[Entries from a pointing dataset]
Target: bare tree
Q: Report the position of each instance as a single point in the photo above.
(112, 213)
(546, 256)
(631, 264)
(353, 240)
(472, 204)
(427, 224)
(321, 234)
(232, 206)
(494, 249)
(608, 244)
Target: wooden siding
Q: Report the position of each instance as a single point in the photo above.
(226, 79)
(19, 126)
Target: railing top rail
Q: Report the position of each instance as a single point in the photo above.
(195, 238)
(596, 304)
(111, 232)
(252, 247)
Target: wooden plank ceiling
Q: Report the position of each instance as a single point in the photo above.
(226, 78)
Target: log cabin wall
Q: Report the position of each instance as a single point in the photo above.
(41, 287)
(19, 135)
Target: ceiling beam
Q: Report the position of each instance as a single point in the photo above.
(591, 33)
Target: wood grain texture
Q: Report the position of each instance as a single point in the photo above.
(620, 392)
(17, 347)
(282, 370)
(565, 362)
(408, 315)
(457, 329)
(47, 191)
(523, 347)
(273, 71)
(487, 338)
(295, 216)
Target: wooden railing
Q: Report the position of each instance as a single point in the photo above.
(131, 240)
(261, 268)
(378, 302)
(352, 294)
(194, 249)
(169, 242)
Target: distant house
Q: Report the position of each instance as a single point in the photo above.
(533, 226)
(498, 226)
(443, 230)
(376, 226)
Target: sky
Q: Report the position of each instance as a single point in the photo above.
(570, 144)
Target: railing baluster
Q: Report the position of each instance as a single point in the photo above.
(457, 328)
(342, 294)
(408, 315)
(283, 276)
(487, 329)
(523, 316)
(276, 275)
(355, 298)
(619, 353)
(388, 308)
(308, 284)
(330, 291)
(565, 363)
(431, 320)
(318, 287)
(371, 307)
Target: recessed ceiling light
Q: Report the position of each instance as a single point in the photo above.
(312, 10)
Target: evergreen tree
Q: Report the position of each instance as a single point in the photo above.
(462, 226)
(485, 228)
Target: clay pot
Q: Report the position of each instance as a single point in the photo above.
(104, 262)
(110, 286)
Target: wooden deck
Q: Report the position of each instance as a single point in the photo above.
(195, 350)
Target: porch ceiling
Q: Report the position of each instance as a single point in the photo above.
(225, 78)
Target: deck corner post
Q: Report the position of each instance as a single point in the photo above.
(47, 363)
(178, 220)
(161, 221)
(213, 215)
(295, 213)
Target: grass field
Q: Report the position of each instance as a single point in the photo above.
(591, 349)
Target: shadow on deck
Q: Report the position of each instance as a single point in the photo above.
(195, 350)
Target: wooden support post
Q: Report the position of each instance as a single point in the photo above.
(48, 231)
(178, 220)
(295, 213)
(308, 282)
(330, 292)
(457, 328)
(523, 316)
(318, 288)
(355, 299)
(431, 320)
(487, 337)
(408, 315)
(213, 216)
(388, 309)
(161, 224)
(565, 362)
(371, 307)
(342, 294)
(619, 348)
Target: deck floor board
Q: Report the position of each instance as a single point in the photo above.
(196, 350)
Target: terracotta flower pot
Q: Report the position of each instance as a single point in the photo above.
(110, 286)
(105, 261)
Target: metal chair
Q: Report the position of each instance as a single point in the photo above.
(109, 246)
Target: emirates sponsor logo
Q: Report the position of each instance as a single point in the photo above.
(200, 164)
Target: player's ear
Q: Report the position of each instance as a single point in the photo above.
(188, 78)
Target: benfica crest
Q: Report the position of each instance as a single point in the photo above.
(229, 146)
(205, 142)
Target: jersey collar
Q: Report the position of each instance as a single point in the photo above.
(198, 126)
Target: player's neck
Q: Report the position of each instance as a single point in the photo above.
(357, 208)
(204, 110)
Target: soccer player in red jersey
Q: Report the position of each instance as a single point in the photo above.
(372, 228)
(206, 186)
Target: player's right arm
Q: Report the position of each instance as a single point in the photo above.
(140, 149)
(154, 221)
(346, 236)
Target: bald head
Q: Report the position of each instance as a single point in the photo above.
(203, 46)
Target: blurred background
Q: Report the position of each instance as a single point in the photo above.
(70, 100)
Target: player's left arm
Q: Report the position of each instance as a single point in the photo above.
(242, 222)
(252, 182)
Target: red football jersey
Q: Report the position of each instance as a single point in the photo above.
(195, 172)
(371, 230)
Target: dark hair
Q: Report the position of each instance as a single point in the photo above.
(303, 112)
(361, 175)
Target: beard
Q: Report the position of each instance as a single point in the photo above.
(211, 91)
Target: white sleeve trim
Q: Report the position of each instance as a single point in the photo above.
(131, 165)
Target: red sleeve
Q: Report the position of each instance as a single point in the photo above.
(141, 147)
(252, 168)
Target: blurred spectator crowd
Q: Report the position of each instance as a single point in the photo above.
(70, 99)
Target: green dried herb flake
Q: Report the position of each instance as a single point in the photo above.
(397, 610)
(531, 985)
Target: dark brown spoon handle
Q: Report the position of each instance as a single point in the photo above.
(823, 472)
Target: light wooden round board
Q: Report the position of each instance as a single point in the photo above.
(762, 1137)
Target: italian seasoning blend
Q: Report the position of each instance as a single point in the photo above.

[The problem] Quote the listing word for word, starting at the line that contains "Target: green dried herb flake" and ending at the last line of the listing, with both of those lines included.

[Output]
Target: green dried herb flake
Q: Report the position of each instance as a single point in the photo above.
(397, 610)
(531, 985)
Target: dark brown spoon handle
Q: Report the position of each instance as a single point in the photo above.
(823, 472)
Target: light wooden round board
Q: Report the position of each instance as a single point in the photo above.
(762, 1137)
Target: italian seasoning blend
Q: Report the position of each instance as a single point in the photo above.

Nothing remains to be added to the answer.